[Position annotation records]
——————

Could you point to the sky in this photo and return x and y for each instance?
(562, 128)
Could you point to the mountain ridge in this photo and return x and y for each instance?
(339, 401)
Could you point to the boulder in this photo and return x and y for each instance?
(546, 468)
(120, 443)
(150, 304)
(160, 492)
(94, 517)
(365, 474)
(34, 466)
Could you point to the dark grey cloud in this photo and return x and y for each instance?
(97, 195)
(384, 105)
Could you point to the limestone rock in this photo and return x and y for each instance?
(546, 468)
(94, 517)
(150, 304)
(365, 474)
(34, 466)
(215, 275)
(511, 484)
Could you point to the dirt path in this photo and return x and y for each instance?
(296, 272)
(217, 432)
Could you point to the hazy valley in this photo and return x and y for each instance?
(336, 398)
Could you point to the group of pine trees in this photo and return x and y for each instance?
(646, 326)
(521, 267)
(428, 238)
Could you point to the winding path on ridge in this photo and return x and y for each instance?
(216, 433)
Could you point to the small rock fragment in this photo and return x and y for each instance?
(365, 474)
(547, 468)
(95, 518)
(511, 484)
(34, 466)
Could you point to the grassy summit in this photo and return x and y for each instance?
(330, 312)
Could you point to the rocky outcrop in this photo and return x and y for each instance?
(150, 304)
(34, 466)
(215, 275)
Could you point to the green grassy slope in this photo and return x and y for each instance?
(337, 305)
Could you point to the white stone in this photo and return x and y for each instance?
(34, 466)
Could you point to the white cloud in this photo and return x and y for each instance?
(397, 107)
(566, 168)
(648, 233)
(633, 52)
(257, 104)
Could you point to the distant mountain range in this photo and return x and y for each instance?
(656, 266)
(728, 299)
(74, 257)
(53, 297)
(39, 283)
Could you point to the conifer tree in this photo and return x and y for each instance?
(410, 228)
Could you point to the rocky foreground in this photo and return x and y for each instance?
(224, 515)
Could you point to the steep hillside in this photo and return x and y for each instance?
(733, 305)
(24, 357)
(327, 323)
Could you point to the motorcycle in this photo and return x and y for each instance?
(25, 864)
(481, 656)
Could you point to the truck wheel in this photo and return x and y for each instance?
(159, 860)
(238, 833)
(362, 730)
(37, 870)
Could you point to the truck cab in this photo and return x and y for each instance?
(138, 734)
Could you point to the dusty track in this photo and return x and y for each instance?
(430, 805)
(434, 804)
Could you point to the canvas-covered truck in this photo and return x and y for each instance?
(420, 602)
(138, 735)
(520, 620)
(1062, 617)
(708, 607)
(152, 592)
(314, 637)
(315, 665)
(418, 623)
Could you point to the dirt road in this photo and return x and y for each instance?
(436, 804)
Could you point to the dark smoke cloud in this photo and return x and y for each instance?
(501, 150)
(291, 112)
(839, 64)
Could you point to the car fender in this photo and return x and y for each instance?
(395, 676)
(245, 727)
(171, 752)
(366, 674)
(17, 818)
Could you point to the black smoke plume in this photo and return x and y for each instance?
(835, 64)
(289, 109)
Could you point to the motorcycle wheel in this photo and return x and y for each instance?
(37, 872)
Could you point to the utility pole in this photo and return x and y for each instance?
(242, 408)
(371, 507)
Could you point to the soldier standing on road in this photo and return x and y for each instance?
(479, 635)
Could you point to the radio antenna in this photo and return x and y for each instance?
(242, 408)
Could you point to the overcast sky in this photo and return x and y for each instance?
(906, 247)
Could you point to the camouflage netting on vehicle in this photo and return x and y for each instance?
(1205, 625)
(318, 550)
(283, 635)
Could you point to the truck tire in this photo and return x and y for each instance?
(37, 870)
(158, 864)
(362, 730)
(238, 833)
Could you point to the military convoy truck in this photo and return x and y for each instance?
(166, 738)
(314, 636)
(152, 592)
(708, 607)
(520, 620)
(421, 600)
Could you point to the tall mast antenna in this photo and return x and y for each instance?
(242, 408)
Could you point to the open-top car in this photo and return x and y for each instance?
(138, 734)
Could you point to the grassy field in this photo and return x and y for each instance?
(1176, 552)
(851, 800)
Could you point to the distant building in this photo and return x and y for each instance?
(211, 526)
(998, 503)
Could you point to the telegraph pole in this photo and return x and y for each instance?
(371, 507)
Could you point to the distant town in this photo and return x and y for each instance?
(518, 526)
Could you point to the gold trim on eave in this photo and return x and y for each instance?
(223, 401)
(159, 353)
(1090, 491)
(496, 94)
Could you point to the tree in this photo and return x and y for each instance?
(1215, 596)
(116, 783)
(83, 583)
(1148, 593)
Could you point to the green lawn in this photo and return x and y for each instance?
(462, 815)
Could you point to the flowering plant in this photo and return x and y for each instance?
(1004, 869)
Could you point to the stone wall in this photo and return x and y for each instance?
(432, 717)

——————

### [Job]
Render the listing from the line with "Could you point to the distant building" through the end of the listing as a two-column CSV with the headers text and answer. Give one row for each line of text and the answer under it, with each value in a quoted field and any line breaks turned into spaces.

### [Solution]
text,answer
"Could you point to the distant building in this photo and return x and y for each instance?","(211, 526) (998, 503)"
"Could you point to the telegraph pole in this photo and return x and y for each instance?","(371, 507)"
"Could you point to the distant town in this photo and return x and y for each instance?","(518, 526)"
"Could you point to the gold trim on eave in this photo and return x and y for each instance?","(223, 401) (159, 353) (1090, 491) (496, 94)"
"Could you point to the tree in this photo and return x and y for each instance?","(1215, 596) (116, 783) (83, 583) (1148, 593)"
"Could you point to the green lawn in this photo and return x and y for each instance?","(462, 815)"
"Could you point to the flowering plant in this photo and return x and y for each instance?","(1004, 869)"
"Could you point to the stone wall in this photo and return x and y for each instance?","(432, 717)"